What you need to do ->
**a.** Retype the stretch of the eye tissue research article from "So concluded the" through "Medicine in Birmingham.".
**b.** Continue the article on shortages of donated eye tissue for research from where it stops.

Rockville, MD-Vision and ophthalmic researchers in the United States have been narrowing their specifications for requested human eye tissue at the same time that the country's eye banks have been facing federal regulations and state laws that make it more difficult for them to meet these needs. The result is a reduction in tissue available for research. But researchers and eye banks can take steps to address this situation. Without such action, future research into some blinding diseases may be threatened.

So concluded the Research Tissue Acquisition Working Group (RTAWG) of the Association for Research in Vision and Ophthalmology (ARVO), Rockville, MD, after a survey of U.S. ARVO members.

The decrease has particular implications for research in age-related macular degeneration and glaucoma, said Christine A. Curcio, PhD, corresponding author of the paper. "Macular degeneration, an advanced form of which now has treatment options, still lacks a laboratory animal model that displays the full range of pathology typifying the human disorder. Thus, human tissues are particularly critical," said Dr. Curcio, professor of ophthalmology at the University of Alabama School of Medicine in Birmingham.

Also, she said, "My colleagues in glaucoma research tell me that they still require human trabecular meshwork and lamina cribrosa of the optic nerve, because these structures are not adequately modeled by widely used laboratory animals."

More researchers today want tissue that has been preserved within less than 24 hours of donor death (62% in 2003 versus 26% in 1993), but federal regulations and state laws are lengthening the amount of time it takes eye banks to meet these requirements in order to offer tissue, as well as making it more difficult to collect tissue, the working group found.

Extracted data entries:

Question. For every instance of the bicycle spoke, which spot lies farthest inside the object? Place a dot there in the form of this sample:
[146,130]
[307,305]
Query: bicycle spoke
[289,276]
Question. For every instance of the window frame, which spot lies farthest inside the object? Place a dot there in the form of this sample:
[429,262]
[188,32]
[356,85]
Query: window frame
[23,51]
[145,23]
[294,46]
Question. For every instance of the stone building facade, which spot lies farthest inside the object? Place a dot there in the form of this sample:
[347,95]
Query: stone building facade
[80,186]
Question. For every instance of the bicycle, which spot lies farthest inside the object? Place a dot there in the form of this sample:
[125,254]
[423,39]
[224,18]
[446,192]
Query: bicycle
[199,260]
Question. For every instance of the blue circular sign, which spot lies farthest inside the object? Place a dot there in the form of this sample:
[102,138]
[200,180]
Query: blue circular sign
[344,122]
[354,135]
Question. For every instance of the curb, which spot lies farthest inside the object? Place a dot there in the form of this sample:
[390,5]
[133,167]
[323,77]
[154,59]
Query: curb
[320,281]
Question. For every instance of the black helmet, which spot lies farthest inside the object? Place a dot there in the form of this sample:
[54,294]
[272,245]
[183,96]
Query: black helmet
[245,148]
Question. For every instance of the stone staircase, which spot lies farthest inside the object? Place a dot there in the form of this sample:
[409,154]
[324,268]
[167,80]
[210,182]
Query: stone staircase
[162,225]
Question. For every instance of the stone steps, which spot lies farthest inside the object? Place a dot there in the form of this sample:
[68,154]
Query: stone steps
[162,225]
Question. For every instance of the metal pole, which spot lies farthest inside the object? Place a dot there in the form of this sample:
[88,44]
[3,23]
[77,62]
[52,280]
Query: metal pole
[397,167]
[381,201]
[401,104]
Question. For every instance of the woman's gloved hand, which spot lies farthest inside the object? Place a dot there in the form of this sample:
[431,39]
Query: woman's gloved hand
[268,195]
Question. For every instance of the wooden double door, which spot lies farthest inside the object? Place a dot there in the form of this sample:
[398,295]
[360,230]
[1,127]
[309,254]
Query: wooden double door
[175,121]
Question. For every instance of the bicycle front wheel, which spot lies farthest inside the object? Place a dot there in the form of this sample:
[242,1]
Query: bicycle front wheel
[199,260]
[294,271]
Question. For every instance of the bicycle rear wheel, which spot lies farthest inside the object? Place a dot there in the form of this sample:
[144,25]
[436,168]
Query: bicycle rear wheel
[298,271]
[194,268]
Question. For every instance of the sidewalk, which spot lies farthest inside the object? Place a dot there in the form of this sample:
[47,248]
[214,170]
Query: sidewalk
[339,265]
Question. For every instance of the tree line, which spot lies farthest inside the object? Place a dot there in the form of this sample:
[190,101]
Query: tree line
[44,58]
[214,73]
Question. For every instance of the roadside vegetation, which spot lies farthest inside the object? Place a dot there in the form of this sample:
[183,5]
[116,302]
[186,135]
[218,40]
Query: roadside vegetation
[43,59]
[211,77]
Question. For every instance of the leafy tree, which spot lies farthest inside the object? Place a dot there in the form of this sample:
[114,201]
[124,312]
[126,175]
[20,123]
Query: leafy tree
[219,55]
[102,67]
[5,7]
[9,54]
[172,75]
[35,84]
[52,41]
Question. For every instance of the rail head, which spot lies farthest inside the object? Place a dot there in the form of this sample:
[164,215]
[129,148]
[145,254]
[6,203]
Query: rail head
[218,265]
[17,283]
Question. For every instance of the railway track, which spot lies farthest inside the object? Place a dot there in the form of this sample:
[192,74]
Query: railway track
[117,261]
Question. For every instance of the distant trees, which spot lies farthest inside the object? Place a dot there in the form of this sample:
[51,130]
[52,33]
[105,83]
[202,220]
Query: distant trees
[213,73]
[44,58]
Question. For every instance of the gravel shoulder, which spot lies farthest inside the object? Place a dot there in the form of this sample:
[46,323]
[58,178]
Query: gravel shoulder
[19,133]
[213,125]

Responses by task ->
**a.**
So concluded the Research Tissue Acquisition Working Group (RTAWG) of the Association for Research in Vision and Ophthalmology (ARVO), Rockville, MD, after a survey of U.S. ARVO members.

The decrease has particular implications for research in age-related macular degeneration and glaucoma, said Christine A. Curcio, PhD, corresponding author of the paper. "Macular degeneration, an advanced form of which now has treatment options, still lacks a laboratory animal model that displays the full range of pathology typifying the human disorder. Thus, human tissues are particularly critical," said Dr. Curcio, professor of ophthalmology at the University of Alabama School of Medicine in Birmingham.

**b.**
"Increasing regulations tend to have the effect of reducing the pool of available tissue," Dr. Curcio said. "Two examples that come to mind are as follows: Tissue coordinators from eye banks are required to determine the social history of donors, which entails asking donor families potentially embarrassing questions about the sexual practices and possible drug use of the deceased. Other regulations have increased the number of required blood tests, which now include hepatitis B core antibody in addition to hepatitis B surface antigen and syphilis, despite the fact that transplant of the avascular cornea is much less likely to promote transmission of the relevant infectious agents than highly vascularized organs like the kidney."

The pool of available tissue is reduced further by state laws prohibiting whole-eye enucleation when the cause of death of a potential donor was violent or suspicious, the working group stated.